(Records shown)

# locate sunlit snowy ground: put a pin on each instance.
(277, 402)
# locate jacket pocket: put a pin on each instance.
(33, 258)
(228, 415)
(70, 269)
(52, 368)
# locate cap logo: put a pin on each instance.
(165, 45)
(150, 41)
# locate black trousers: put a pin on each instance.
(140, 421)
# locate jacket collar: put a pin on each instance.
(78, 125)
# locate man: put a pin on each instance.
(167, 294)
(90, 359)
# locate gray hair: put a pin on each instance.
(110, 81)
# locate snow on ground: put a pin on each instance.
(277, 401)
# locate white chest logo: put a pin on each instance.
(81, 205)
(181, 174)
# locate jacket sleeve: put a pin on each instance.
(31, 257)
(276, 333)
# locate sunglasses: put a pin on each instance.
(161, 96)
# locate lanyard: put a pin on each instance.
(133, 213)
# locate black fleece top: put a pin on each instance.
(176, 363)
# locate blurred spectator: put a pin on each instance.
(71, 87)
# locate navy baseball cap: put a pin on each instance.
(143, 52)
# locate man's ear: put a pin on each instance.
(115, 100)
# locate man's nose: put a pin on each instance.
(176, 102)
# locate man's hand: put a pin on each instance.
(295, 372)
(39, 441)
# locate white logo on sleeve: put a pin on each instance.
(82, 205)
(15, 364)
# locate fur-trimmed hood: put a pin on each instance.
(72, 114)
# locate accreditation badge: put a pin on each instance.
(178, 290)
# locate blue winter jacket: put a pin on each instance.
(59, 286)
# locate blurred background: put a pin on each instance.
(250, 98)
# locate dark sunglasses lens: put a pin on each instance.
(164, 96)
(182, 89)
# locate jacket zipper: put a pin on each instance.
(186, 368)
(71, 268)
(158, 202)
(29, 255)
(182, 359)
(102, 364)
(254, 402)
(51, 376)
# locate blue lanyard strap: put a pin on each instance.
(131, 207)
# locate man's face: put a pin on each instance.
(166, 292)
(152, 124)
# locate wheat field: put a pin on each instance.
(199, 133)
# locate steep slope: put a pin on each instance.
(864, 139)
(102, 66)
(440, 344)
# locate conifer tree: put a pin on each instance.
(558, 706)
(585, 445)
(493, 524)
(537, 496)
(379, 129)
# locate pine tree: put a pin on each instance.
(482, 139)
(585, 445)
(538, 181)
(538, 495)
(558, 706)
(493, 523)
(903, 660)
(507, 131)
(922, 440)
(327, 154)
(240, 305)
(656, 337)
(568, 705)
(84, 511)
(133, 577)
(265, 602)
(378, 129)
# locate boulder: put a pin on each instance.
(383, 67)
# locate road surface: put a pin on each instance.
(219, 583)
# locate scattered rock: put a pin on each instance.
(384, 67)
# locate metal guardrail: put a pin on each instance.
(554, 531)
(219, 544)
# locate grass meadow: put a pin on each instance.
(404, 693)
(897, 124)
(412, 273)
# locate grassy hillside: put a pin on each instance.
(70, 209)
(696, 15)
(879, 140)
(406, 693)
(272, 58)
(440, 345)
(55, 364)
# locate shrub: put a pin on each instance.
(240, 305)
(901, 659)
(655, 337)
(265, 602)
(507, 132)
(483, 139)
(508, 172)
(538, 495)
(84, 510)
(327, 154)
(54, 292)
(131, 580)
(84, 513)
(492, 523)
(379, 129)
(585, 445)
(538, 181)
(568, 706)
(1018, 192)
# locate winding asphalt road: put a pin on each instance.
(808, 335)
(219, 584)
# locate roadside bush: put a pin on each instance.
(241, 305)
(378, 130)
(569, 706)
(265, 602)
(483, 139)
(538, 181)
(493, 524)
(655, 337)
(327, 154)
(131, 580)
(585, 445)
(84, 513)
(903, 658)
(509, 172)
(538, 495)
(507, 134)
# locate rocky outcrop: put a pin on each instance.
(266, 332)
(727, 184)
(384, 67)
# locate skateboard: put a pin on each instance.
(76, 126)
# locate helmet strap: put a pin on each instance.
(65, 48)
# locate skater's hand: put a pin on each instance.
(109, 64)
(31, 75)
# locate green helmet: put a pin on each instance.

(Your instructions)
Rewrite the listing above as a numbered list, leaving out any blank lines.

(Reply to the task)
1. # locate sunlit snowy ground: put a pin on each instance.
2. (277, 402)
3. # locate jacket pocket: put a pin on each instance.
4. (33, 258)
5. (228, 415)
6. (70, 269)
7. (52, 368)
8. # locate cap logo: put a pin on each instance.
9. (165, 45)
10. (150, 41)
11. # locate black trousers: put a pin on each instance.
12. (140, 421)
13. # locate jacket collar: put a pin on each instance.
14. (78, 125)
15. # locate man: put a pin on each instance.
16. (167, 294)
17. (90, 359)
18. # locate gray hair: put a pin on each instance.
19. (110, 81)
20. # locate snow on ground: put a pin on each instance.
21. (277, 401)
22. # locate white chest logo: put a pin on each instance.
23. (81, 205)
24. (181, 174)
25. # locate jacket sleeve: put a pin on each instance.
26. (31, 257)
27. (276, 333)
28. # locate sunglasses: put a pin on each instance.
29. (161, 96)
30. # locate lanyard: put a pin on each instance.
31. (133, 213)
32. # locate black fleece top: put a pin on each instance.
33. (176, 363)
34. # locate blurred spectator: put a pin on each instance.
35. (71, 87)
36. # locate navy baseball cap: put a pin on each instance.
37. (143, 52)
38. # locate man's ear: put a pin on each instance.
39. (115, 100)
40. # locate man's nose: put a pin on each instance.
41. (176, 102)
42. # locate man's hand: put a pin on each instance.
43. (295, 372)
44. (39, 441)
45. # locate white logo on sleeve: put a pin on each instance.
46. (82, 205)
47. (15, 364)
48. # locate fur-trimmed hood: put a pin on each instance.
49. (72, 114)
50. # locate accreditation badge: put a pin on each instance.
51. (178, 290)
52. # locate blue winter jacket: put a pin on each instance.
53. (59, 286)
54. # locate blurred background: put a pin on each instance.
55. (250, 98)
56. # locate dark sunglasses lens: put a pin on each instance.
57. (164, 96)
58. (182, 89)
59. # locate jacket zipper: put a pin on each instance.
60. (186, 368)
61. (71, 268)
62. (158, 202)
63. (29, 255)
64. (182, 359)
65. (102, 364)
66. (254, 402)
67. (51, 376)
68. # locate blue lanyard strap: put a pin on each instance.
69. (131, 207)
70. # locate man's face: put a pin on each instance.
71. (166, 292)
72. (152, 124)
73. # locate wheat field: put a pin on each instance.
74. (199, 133)
75. # locate steep slope: put a pin on each instance.
76. (864, 139)
77. (102, 66)
78. (440, 344)
79. # locate conifer tree: put a pin on each instance.
80. (558, 706)
81. (585, 445)
82. (493, 524)
83. (537, 496)
84. (379, 129)
85. # locate pine tree: put a pin on each instance.
86. (482, 139)
87. (585, 445)
88. (538, 181)
89. (538, 495)
90. (558, 706)
91. (493, 523)
92. (903, 660)
93. (507, 131)
94. (922, 440)
95. (327, 154)
96. (240, 305)
97. (656, 337)
98. (568, 705)
99. (84, 511)
100. (133, 577)
101. (265, 602)
102. (378, 129)
103. # locate boulder: put a pin on each instance.
104. (383, 67)
105. # locate road surface: put a pin on each instance.
106. (219, 583)
107. # locate scattered rock: put a pin on each instance.
108. (384, 67)
109. # locate metal guardrail: put a pin on each instance.
110. (554, 531)
111. (219, 544)
112. # locate grass meadow: put a pin on each instance.
113. (404, 693)
114. (897, 124)
115. (412, 273)
116. # locate grassy hillside: put a pin on each instance.
117. (70, 209)
118. (696, 15)
119. (879, 140)
120. (406, 693)
121. (272, 58)
122. (440, 345)
123. (55, 364)
124. # locate shrub: put a pin on each instance.
125. (240, 305)
126. (901, 659)
127. (655, 337)
128. (265, 602)
129. (507, 132)
130. (483, 139)
131. (508, 172)
132. (538, 495)
133. (84, 510)
134. (327, 154)
135. (54, 292)
136. (131, 580)
137. (84, 513)
138. (492, 523)
139. (379, 129)
140. (585, 445)
141. (538, 181)
142. (568, 706)
143. (1018, 192)
144. # locate winding asphalt road: put a pin on each instance.
145. (808, 335)
146. (219, 584)
147. # locate roadside bush: put a pin on each instance.
148. (241, 305)
149. (378, 130)
150. (569, 706)
151. (265, 602)
152. (483, 139)
153. (538, 181)
154. (493, 524)
155. (655, 337)
156. (327, 154)
157. (131, 580)
158. (585, 445)
159. (84, 513)
160. (903, 658)
161. (509, 172)
162. (538, 495)
163. (507, 134)
164. # locate rocky outcrop: put a pin on each instance.
165. (266, 332)
166. (727, 184)
167. (384, 67)
168. # locate skateboard: put a pin on each instance.
169. (76, 126)
170. # locate helmet strap: put a pin on each instance.
171. (65, 48)
172. # locate skater's hand: put a pin on each instance.
173. (109, 64)
174. (31, 75)
175. # locate green helmet: put a pin on each instance.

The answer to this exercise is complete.